▶ [EXERCISE DESCRIPTION] Each line from the one holding "Target: black claw" through the final line of the data below is to be given again exactly, and no other line is to appear.

▶ [Stored data entries]
____

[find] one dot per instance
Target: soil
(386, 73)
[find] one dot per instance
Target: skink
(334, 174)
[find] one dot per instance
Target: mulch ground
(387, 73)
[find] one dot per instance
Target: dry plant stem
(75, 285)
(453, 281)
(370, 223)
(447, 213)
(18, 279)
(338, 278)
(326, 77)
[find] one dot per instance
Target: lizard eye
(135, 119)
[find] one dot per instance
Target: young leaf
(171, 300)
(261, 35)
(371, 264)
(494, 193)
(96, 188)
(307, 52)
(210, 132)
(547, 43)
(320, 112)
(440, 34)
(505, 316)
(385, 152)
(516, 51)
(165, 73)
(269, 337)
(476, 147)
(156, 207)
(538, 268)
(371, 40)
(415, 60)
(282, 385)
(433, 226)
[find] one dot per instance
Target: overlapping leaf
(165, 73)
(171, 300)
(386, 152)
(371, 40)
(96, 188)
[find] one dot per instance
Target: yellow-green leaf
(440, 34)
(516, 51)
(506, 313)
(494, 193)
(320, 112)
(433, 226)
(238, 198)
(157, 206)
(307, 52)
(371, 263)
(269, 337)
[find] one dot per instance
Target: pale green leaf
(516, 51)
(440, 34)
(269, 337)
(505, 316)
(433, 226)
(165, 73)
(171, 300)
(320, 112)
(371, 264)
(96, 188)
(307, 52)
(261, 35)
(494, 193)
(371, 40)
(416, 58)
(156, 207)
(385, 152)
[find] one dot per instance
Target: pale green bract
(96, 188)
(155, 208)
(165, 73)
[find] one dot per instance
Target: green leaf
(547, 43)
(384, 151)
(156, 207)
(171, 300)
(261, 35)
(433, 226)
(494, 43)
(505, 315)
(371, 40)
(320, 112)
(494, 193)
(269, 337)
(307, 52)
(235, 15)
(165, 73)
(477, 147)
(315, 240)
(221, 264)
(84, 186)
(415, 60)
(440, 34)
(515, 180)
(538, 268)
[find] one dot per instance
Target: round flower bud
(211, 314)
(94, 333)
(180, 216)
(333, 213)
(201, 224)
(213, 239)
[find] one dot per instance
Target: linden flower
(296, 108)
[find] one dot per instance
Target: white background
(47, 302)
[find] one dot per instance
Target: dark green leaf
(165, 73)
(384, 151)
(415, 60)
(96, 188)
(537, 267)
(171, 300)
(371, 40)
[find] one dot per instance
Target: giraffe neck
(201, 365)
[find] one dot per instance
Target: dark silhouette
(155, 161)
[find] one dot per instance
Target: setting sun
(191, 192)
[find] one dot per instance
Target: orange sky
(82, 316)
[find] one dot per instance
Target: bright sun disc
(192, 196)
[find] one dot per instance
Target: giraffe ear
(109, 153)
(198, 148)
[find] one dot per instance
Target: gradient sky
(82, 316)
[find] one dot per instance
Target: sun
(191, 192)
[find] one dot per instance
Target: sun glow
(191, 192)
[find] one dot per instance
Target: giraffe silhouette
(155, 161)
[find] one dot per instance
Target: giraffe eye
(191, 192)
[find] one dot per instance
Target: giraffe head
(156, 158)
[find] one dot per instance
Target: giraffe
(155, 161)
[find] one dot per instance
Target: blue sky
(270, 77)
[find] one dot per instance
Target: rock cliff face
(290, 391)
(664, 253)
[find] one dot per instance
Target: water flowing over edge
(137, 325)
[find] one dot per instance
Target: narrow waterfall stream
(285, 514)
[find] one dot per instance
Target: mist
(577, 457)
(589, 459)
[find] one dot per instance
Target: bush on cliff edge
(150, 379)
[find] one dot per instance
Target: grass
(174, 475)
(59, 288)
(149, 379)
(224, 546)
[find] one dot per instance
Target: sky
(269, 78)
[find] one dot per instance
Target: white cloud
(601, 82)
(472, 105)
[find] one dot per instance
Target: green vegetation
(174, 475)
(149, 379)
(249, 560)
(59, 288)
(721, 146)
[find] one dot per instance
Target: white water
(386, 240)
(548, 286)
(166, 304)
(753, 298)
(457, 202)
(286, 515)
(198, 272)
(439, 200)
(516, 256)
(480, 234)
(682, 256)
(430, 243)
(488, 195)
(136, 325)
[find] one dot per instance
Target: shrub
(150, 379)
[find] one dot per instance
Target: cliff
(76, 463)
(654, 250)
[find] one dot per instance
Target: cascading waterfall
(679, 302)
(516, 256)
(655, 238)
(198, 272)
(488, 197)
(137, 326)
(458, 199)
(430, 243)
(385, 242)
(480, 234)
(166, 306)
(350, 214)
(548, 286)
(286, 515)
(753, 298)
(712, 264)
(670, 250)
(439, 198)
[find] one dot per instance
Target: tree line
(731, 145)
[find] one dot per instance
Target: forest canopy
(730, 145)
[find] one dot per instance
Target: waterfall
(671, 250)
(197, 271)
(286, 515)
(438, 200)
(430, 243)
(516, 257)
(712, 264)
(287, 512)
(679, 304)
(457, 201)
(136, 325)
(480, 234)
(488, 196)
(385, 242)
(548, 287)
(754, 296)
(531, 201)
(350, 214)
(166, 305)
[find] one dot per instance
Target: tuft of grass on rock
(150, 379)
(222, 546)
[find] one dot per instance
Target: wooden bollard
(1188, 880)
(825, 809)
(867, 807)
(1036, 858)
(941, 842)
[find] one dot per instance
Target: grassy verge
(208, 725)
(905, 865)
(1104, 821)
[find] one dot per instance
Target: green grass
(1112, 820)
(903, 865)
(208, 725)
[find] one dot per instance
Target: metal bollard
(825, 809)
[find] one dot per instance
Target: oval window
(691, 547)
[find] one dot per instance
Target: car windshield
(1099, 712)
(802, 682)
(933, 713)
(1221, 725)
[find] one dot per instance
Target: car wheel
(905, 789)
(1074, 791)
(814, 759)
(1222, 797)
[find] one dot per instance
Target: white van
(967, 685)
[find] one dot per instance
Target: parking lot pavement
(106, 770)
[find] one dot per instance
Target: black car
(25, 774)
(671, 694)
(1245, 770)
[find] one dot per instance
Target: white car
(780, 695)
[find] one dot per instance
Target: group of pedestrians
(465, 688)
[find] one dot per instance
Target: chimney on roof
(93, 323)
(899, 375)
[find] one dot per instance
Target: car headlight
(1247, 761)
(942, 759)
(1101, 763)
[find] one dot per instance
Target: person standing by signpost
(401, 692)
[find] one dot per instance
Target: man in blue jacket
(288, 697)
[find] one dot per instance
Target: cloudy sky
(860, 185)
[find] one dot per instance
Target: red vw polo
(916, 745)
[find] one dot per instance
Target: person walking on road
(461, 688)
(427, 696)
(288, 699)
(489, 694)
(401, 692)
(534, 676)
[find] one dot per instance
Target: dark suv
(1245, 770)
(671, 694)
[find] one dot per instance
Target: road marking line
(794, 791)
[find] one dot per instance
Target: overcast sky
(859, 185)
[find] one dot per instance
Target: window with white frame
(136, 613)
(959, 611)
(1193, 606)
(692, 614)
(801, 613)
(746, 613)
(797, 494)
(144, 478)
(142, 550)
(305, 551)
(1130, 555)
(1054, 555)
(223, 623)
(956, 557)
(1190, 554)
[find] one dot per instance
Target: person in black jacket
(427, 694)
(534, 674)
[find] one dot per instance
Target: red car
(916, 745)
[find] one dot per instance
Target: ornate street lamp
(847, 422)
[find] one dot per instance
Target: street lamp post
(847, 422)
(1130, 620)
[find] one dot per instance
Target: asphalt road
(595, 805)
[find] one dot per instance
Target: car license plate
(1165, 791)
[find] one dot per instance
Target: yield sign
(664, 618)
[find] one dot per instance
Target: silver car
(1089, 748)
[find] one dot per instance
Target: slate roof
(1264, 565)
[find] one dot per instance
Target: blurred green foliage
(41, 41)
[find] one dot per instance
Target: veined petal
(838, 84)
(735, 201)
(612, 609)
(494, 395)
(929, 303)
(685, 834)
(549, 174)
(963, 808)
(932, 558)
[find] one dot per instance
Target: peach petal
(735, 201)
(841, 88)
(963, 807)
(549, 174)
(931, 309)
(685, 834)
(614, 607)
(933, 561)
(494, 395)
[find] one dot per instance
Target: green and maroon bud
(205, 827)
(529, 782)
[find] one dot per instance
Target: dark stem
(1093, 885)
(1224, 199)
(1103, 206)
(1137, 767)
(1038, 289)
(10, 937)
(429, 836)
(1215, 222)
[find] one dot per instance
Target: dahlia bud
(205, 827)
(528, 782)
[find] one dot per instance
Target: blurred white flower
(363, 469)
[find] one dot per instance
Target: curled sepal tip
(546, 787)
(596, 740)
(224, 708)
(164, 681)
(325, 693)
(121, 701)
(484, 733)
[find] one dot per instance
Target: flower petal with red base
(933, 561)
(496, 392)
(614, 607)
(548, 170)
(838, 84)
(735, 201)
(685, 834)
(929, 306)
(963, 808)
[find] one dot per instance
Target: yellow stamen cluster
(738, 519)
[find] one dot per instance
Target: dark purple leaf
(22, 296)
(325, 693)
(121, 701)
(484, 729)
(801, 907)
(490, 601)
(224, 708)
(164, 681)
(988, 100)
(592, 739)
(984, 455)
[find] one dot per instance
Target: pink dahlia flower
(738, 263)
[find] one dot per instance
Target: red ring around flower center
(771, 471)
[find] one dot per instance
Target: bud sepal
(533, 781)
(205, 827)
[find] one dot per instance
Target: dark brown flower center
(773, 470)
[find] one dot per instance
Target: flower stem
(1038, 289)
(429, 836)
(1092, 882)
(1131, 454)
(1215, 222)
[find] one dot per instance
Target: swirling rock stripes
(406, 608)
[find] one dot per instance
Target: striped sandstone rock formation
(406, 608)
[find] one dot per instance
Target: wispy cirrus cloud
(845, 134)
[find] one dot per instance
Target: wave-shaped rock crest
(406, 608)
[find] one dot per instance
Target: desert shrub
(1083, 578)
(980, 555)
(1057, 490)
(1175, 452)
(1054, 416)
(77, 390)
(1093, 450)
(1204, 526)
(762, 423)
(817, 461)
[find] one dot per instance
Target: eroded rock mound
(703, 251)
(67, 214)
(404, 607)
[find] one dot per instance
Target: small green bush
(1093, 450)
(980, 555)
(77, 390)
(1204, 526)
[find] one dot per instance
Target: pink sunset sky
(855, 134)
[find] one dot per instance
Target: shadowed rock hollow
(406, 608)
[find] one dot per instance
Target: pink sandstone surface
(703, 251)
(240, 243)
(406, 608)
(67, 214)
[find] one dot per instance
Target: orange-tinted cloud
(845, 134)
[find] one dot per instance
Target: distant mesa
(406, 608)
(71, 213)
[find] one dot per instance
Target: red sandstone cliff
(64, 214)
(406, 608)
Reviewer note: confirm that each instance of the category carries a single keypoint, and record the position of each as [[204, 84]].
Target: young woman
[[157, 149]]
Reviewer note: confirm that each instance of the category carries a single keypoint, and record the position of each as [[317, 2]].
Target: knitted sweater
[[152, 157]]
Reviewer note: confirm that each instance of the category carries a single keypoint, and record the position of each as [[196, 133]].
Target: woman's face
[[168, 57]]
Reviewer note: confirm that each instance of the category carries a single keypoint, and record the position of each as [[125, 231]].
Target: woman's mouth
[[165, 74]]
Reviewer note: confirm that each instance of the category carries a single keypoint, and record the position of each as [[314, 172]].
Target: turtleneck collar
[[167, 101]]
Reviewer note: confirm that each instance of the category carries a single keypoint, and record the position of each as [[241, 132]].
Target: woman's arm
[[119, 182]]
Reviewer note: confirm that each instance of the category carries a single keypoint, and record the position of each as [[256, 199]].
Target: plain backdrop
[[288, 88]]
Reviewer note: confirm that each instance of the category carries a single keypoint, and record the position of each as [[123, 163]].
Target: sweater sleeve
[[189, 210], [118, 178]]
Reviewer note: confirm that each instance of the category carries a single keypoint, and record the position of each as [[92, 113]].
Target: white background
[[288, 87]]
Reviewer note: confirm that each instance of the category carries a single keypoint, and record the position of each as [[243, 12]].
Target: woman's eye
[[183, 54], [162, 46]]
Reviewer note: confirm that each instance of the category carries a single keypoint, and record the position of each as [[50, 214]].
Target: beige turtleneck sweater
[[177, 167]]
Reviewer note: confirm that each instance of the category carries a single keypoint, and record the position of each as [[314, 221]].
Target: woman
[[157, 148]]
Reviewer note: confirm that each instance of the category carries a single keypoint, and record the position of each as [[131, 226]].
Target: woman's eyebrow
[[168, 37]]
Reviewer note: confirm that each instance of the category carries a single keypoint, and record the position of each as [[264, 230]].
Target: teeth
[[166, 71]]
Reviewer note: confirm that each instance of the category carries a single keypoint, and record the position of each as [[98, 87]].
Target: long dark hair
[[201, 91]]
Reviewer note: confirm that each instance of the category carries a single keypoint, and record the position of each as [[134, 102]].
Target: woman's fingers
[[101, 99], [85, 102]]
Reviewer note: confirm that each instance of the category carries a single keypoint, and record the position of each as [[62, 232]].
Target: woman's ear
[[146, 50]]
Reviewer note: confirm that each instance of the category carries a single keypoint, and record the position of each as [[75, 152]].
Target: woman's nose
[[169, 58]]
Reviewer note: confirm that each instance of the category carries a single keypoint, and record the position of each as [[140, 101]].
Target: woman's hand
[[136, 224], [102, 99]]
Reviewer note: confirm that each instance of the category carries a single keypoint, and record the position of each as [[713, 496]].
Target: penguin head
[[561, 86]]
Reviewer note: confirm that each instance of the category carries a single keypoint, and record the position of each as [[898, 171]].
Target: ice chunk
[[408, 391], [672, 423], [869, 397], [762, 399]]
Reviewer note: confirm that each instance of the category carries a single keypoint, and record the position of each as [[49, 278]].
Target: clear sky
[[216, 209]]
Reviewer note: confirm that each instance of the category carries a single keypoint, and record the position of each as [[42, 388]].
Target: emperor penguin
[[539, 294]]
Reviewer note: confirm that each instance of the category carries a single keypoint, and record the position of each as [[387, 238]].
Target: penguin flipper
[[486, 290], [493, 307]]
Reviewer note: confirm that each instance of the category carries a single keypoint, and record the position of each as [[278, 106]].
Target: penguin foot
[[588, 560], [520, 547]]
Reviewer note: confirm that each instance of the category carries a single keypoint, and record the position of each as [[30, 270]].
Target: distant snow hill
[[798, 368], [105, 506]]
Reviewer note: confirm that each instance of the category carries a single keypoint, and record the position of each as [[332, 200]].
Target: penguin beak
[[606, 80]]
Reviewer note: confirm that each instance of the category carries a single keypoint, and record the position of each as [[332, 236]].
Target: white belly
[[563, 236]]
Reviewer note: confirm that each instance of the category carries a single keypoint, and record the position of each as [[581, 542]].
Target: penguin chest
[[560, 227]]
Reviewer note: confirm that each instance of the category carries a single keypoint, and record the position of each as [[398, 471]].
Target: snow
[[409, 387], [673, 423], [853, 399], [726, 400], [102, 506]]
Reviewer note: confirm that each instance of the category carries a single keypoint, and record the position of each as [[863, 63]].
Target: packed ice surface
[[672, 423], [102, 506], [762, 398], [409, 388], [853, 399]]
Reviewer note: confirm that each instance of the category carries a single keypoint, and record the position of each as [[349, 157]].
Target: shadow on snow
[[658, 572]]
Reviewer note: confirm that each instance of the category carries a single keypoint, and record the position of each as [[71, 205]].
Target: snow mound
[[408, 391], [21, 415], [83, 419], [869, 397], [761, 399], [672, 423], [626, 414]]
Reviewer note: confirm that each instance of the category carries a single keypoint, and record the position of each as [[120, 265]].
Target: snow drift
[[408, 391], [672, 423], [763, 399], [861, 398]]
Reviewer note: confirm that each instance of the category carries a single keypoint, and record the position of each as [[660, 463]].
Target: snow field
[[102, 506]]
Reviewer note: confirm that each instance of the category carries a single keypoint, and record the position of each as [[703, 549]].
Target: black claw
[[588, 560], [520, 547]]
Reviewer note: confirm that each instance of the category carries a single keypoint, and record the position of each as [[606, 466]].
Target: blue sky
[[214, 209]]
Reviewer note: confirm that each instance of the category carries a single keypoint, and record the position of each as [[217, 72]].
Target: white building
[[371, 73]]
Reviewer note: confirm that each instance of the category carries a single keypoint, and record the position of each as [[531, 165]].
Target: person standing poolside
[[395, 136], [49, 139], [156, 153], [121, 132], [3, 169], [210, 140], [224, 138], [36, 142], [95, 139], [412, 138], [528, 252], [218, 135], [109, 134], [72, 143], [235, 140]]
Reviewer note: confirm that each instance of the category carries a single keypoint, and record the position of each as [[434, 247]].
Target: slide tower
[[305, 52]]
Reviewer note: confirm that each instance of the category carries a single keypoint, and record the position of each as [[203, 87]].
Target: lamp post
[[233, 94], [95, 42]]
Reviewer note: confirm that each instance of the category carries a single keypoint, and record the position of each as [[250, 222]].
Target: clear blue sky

____

▶ [ANSWER]
Target: black claw
[[588, 560], [520, 547]]
Reviewer note: confirm that each instance of the category carries a single keypoint, and record the position of each as [[606, 466]].
Target: blue sky
[[214, 209]]
Reviewer note: confirm that each instance of the category carries a single keypoint, and record the position of each as [[217, 72]].
Target: white building
[[371, 73]]
Reviewer note: confirm that each instance of the category carries a single keypoint, and record the position of each as [[531, 165]].
Target: person standing poolside
[[395, 136], [49, 139], [156, 153], [121, 132], [3, 169], [210, 140], [224, 138], [36, 142], [95, 139], [412, 138], [528, 252], [218, 135], [109, 134], [72, 143], [235, 140]]
Reviewer note: confirm that each instance of the category carries a single keypoint, and record the position of each as [[434, 247]].
Target: slide tower
[[305, 52]]
Reviewer note: confirm that each instance of the category carries a single keypoint, and record the position of each as [[203, 87]].
Target: lamp post
[[233, 94], [95, 42]]
Reviewer note: confirm that each instance of the category carries a single keypoint, and record the position of each as [[250, 222]].
Target: clear blue sky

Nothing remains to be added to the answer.